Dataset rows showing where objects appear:
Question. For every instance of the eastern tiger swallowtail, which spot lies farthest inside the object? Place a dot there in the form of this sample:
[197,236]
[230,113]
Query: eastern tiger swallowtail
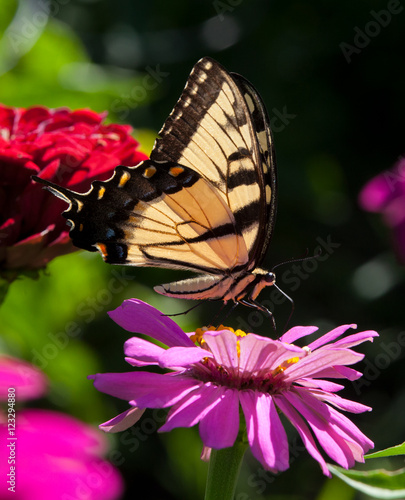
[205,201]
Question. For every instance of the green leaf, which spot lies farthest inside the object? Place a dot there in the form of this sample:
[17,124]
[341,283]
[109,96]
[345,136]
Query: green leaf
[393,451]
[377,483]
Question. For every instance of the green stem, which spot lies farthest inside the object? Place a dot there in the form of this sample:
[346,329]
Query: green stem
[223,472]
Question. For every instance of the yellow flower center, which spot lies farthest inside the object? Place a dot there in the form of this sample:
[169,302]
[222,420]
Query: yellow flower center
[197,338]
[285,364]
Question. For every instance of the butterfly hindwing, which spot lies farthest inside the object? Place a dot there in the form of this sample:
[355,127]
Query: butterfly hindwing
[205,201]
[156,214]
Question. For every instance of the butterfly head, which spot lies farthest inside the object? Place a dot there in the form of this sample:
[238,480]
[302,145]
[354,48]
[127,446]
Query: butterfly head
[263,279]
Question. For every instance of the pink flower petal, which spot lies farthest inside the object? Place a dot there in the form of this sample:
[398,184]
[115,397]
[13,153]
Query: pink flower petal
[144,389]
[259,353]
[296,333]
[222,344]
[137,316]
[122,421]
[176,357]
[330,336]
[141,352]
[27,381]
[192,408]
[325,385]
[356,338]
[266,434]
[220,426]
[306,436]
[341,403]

* * *

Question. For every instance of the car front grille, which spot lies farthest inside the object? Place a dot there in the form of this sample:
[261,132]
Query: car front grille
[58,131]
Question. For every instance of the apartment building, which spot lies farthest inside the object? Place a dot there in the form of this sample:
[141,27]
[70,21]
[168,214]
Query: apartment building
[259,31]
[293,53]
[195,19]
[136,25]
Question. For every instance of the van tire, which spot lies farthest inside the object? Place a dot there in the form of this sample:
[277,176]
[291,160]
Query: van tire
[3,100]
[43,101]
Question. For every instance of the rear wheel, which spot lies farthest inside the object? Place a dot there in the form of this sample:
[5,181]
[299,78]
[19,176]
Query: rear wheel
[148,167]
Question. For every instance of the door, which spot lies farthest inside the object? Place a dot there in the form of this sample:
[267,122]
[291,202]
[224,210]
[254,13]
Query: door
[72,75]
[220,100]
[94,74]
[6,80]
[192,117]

■ Work to be completed: Pick out every line in the records that contains the word "building", and copy each of those lines. Case counts.

■ Written response:
Question. For every instance of the apartment building, which spot lies farthest inside the object? Place a dot there in the form of this sample:
Query: apartment building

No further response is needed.